Exercise task =>
Reproduce exactly the lines from the one containing "lake water in the image above." through the end of the entries, including both. Drop the pictures.

==== Given entries

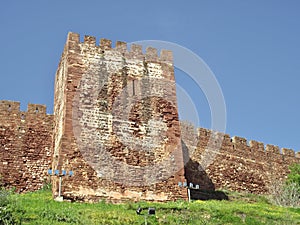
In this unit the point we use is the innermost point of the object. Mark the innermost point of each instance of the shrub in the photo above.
(294, 175)
(287, 194)
(6, 211)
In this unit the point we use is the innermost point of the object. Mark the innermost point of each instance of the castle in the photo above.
(116, 126)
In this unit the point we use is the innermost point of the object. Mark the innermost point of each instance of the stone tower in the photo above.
(116, 123)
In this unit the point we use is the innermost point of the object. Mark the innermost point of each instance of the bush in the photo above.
(6, 211)
(287, 194)
(294, 175)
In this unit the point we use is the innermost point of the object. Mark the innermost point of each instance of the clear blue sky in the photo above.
(253, 48)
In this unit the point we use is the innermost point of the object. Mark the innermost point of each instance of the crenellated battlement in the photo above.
(135, 52)
(241, 143)
(38, 141)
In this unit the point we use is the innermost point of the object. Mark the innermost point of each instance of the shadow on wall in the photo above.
(194, 173)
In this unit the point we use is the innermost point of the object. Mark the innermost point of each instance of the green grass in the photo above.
(39, 208)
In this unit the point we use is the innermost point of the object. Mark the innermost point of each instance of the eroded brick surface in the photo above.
(120, 132)
(25, 146)
(115, 125)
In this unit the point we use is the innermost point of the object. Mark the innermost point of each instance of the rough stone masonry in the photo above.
(116, 126)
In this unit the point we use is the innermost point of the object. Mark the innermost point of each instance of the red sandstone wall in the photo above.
(237, 165)
(115, 68)
(25, 145)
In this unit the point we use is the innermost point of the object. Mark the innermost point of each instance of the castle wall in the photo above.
(25, 145)
(237, 164)
(109, 102)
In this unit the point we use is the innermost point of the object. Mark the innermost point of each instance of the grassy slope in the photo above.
(39, 208)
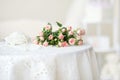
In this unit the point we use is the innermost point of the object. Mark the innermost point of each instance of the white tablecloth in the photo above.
(30, 62)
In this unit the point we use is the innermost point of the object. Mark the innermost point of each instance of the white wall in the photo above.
(47, 10)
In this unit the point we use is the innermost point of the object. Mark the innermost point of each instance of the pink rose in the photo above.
(60, 44)
(41, 34)
(70, 33)
(61, 36)
(45, 44)
(63, 30)
(48, 27)
(35, 42)
(80, 42)
(72, 41)
(81, 32)
(63, 44)
(69, 28)
(42, 38)
(50, 37)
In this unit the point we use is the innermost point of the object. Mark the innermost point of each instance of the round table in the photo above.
(30, 62)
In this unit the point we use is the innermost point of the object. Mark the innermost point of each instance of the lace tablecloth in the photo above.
(30, 62)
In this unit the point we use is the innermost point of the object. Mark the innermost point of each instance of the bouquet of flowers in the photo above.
(64, 36)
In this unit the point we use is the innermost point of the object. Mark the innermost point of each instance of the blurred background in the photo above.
(101, 19)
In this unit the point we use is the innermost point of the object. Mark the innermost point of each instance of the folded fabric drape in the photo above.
(50, 63)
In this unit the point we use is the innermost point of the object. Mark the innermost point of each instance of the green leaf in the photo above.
(49, 24)
(59, 24)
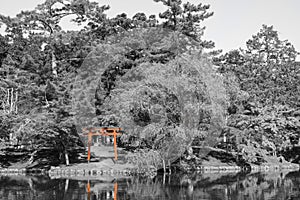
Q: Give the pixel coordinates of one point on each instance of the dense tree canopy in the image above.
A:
(148, 76)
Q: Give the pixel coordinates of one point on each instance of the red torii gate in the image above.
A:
(102, 131)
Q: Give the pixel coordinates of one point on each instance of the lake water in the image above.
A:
(262, 186)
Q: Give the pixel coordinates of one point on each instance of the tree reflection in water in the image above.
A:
(269, 186)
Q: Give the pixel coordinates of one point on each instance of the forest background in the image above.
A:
(166, 86)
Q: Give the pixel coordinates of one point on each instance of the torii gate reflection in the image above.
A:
(88, 187)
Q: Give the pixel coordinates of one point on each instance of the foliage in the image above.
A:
(186, 18)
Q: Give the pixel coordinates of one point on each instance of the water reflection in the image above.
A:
(270, 186)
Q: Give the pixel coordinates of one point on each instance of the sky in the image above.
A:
(233, 22)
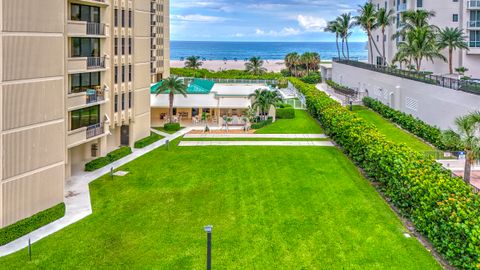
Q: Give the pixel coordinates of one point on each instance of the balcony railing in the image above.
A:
(469, 86)
(474, 4)
(95, 29)
(95, 130)
(95, 62)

========

Answer for this exercise =>
Q: Give the pixel coordinates of one point on each instance of the lake water in the image above.
A:
(262, 186)
Q: Give the pixel coordinates of one point on each instance of the tree reflection in water in the image above.
A:
(269, 186)
Q: Give the pixel coordinates of one point on each instance of the forest background in the image above.
A:
(166, 86)
Q: Give the pixel coordinates of one point on each instance of the torii gate reflection in the image above.
A:
(88, 187)
Q: Give the pixel coordinates of one point on each instance of the foliage in the image above.
A:
(186, 18)
Q: Give the pixel coordinates of one point on each instance of the water reflection in the image above.
A:
(270, 186)
Q: Give the pixel coordinates of one point on each instance of the sky in the image above.
A:
(233, 22)
Q: Give the pixel coordinates of one point on each instance of the balcony railing in the image above.
A:
(469, 86)
(474, 4)
(95, 29)
(95, 130)
(95, 62)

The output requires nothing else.